#### WHAT THE EXERCISE ASKS
Report, from the records below, every line where the word "green" appears.

Items from a dataset:
○ ○ ○ ○ ○

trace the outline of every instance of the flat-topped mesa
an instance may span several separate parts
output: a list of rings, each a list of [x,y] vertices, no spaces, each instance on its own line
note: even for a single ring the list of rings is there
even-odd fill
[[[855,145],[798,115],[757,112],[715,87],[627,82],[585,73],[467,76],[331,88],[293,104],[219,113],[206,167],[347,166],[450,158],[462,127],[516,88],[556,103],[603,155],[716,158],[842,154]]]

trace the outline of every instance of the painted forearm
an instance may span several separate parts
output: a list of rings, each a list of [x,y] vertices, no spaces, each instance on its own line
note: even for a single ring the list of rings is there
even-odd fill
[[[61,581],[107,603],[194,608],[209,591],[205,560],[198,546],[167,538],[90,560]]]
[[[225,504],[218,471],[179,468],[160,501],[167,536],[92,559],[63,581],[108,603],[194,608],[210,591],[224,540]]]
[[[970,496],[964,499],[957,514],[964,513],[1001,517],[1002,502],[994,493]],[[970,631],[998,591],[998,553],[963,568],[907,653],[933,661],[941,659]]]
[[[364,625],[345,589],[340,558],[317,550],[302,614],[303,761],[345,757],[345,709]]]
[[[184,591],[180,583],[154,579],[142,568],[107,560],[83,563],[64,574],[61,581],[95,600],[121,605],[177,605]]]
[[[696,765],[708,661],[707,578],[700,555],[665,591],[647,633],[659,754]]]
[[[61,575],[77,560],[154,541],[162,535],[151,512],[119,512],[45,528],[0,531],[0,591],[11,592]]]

○ ○ ○ ○ ○

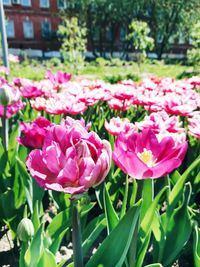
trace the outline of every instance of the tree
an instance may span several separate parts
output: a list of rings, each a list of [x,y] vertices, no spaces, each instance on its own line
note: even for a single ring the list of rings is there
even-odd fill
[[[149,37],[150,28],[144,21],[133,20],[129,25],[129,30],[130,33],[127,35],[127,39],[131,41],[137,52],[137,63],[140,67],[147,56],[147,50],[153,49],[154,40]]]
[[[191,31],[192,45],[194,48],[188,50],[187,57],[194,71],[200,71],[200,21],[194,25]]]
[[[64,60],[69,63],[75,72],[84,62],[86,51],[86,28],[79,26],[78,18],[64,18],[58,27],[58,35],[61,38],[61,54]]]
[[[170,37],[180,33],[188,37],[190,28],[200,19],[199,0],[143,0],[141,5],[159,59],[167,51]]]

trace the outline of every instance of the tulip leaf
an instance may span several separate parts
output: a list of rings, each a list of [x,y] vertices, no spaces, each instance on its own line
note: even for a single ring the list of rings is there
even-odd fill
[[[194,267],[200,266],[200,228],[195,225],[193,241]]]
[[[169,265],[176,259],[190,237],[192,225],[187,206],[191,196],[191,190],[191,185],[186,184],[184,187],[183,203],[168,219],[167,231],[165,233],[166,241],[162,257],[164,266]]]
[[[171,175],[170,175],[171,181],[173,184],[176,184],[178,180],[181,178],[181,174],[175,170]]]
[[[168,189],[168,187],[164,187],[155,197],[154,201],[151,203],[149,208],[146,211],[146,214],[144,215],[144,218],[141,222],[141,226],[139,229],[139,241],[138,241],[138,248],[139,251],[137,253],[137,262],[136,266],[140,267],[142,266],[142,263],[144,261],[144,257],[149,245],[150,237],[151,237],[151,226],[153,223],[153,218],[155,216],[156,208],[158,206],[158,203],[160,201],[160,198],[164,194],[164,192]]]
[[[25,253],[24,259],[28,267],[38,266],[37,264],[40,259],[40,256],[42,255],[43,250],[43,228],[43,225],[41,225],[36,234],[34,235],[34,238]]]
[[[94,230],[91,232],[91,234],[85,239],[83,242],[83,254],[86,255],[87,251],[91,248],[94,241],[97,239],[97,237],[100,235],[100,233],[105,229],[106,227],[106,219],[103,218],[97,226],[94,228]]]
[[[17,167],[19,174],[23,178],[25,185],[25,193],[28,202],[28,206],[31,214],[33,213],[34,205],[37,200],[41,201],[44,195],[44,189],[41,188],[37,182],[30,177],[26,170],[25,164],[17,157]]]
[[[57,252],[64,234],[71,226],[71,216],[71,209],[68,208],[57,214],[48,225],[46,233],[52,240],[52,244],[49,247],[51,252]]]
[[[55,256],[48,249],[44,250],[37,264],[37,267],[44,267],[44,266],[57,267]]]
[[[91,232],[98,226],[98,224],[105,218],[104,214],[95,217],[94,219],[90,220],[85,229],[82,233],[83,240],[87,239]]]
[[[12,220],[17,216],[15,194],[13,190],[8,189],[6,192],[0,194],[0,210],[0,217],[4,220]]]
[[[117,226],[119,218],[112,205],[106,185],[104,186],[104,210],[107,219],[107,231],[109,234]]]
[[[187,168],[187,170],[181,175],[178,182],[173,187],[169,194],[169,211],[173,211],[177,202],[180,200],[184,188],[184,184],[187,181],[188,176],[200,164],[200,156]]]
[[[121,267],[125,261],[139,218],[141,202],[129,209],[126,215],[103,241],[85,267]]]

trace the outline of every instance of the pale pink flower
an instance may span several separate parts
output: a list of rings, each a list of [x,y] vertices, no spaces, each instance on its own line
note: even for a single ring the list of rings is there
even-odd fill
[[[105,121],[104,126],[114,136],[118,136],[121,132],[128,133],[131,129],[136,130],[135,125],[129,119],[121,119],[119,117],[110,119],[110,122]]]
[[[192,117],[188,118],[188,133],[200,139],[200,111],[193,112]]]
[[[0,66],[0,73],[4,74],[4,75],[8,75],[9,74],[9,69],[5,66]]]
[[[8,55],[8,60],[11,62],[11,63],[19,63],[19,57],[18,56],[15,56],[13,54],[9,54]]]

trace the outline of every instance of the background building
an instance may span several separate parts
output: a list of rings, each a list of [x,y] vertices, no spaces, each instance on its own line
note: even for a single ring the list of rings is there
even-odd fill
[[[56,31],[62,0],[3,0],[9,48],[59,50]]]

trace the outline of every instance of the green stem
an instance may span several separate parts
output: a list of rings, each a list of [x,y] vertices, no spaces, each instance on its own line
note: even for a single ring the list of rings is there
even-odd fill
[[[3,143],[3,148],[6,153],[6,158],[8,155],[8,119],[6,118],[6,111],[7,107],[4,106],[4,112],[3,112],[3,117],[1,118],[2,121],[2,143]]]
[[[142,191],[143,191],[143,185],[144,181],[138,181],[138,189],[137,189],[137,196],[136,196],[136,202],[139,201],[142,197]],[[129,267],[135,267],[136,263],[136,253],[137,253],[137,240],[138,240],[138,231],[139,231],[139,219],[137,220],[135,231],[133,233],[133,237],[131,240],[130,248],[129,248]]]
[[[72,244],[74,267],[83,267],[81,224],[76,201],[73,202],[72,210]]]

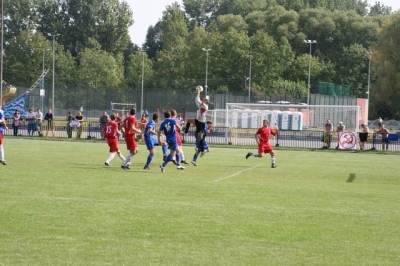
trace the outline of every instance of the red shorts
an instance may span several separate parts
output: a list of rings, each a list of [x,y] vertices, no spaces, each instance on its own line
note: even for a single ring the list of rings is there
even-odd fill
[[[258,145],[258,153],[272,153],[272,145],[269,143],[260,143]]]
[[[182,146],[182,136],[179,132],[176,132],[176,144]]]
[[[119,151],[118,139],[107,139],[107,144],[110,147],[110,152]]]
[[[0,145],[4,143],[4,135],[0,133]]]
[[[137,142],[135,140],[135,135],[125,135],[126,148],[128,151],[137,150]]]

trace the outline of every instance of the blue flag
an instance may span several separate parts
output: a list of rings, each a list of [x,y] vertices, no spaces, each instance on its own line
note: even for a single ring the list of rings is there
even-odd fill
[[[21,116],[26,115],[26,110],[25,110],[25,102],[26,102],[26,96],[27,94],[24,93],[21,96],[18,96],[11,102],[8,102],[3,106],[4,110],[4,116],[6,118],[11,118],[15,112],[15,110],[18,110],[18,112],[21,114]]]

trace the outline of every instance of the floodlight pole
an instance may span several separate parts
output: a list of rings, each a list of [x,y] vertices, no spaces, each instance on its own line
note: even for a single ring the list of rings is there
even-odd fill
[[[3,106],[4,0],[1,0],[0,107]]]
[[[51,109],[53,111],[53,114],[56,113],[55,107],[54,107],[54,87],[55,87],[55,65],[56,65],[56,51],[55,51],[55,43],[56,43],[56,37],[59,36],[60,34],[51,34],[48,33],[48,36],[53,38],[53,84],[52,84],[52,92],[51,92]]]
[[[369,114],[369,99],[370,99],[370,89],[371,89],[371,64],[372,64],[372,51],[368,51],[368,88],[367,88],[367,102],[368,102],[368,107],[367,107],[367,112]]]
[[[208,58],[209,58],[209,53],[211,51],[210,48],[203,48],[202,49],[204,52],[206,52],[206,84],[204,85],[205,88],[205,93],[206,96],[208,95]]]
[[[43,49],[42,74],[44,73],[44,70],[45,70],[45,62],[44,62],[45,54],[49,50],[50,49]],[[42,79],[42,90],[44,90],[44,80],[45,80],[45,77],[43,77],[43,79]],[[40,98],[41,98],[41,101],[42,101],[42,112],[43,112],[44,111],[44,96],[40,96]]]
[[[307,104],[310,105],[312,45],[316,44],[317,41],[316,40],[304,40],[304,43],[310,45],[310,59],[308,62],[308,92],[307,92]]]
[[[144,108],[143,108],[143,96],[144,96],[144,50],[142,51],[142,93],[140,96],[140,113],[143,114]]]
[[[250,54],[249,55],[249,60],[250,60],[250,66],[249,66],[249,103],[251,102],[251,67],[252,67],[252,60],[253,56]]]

○ ○ ○ ○ ○

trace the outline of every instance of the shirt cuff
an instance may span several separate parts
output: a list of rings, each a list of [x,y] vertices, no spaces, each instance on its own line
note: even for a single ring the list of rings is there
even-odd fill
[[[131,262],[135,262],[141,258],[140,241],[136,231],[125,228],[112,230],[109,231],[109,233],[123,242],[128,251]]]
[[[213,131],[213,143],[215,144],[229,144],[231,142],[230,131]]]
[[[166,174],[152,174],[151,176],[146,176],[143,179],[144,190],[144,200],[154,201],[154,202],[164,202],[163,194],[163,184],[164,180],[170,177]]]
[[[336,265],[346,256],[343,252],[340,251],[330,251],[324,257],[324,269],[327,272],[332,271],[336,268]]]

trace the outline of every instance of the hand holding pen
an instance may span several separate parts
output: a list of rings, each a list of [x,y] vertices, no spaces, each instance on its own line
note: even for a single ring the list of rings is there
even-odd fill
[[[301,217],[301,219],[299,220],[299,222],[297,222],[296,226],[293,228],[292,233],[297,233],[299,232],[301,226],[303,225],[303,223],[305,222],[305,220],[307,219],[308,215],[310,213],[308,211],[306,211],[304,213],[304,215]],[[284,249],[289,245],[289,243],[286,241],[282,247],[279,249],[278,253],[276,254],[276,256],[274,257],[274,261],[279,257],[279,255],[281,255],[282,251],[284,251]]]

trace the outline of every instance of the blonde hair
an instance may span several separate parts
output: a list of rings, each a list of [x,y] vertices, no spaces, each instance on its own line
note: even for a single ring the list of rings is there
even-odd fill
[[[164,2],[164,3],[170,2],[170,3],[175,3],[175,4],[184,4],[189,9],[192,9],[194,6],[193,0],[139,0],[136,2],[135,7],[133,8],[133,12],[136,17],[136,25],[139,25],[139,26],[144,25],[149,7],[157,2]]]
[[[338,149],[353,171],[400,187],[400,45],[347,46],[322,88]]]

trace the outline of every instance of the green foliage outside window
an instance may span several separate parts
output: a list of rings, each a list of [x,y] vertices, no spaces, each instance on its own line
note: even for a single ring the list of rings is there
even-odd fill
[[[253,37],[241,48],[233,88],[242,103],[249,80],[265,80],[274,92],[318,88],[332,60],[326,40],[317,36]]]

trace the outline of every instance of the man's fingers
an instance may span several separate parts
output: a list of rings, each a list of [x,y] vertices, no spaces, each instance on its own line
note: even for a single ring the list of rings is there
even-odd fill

○ ○ ○ ○ ○

#### ANSWER SPACE
trace the outline of every instance of the green stem
trace the outline of every instance of the green foliage outside window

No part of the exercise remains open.